**DATA FOR THIS EXERCISE**
▽

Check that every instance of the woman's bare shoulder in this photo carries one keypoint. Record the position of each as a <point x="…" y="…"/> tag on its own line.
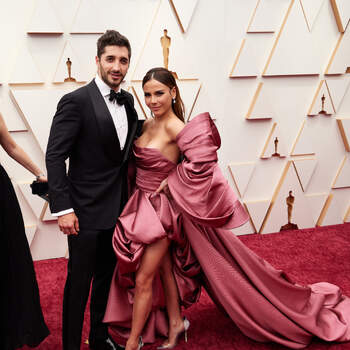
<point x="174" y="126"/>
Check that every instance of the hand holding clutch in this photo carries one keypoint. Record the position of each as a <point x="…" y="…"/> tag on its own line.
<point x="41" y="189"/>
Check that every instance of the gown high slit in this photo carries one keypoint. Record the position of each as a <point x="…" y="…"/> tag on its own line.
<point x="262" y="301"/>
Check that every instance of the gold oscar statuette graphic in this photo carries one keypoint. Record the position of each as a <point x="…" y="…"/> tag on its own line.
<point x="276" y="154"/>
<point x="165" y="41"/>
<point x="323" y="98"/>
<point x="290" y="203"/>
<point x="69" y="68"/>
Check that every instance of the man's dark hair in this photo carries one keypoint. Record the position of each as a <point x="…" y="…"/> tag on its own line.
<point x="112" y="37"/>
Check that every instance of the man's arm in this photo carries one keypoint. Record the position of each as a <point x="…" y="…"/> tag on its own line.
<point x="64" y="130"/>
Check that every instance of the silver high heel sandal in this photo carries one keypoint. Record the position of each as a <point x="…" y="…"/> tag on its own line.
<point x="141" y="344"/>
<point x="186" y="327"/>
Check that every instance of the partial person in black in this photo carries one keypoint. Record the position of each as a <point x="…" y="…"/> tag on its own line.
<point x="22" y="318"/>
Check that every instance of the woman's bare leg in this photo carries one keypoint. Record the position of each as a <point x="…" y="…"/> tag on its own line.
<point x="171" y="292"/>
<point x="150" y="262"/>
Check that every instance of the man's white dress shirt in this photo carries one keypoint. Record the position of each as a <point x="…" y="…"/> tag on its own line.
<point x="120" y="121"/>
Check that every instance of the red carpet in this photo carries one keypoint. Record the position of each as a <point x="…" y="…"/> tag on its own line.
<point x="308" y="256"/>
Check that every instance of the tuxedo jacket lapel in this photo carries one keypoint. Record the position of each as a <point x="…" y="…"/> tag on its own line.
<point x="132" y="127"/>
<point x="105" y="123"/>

△

**WORK TO BE COMPLETED**
Repeat the listing in full and exactly. Leave any pictures out.

**TASK RESULT**
Check that every instance of the woman's bare shoulder in this photo carries one keypoint. Record the position of each as a <point x="…" y="…"/> tag on its own line.
<point x="174" y="126"/>
Check that every instance of the hand holding clutch in this photo carries one keypoint. Record the position of each as a <point x="…" y="…"/> tag on its own line.
<point x="41" y="189"/>
Check that every instance of the gown high slit in this photo carries one keypoint. Record the position of each as a <point x="…" y="…"/> tag on its own line.
<point x="262" y="301"/>
Check that every instance of the gold oscar statuette graphic in this photo carries one keypoint. Record the position of each as a <point x="…" y="…"/> tag on its own line.
<point x="276" y="154"/>
<point x="165" y="41"/>
<point x="323" y="98"/>
<point x="290" y="203"/>
<point x="69" y="68"/>
Check that every instance of the man's dark hair in this photo carries one keypoint. Record the position of each as a <point x="…" y="…"/> tag on its own line.
<point x="112" y="37"/>
Check that every instance of the man's arm in this photo carries one keypoint. Record the position of each as a <point x="…" y="…"/> tag on its own line.
<point x="64" y="130"/>
Check that every instance of the silver high heel sandal in this photo carries one keypoint. Record the position of each as a <point x="…" y="…"/> tag on its own line.
<point x="141" y="344"/>
<point x="186" y="327"/>
Check that every instance of the partial person in black in this photo carries one keypoint. Record the position of each as a <point x="…" y="…"/> tag on its own line.
<point x="22" y="318"/>
Check that every instance of the woman's bare leg in this photo carries one keypoint. Record the position of each as a <point x="…" y="…"/> tag on its own line.
<point x="171" y="292"/>
<point x="150" y="262"/>
Check that every instance of the man's white dress shirt in this photo carries one keypoint. Record the position of each as a <point x="…" y="…"/> tag on its own line.
<point x="120" y="121"/>
Check that every instance of the red carpet in this photo carries one keypoint. Record the position of each as a <point x="…" y="…"/> tag on its own line.
<point x="308" y="256"/>
Check that every instance of the tuxedo jacket lapel in this photo carries one keypoint. Record the position of each as a <point x="…" y="…"/> tag on its own line.
<point x="132" y="127"/>
<point x="105" y="123"/>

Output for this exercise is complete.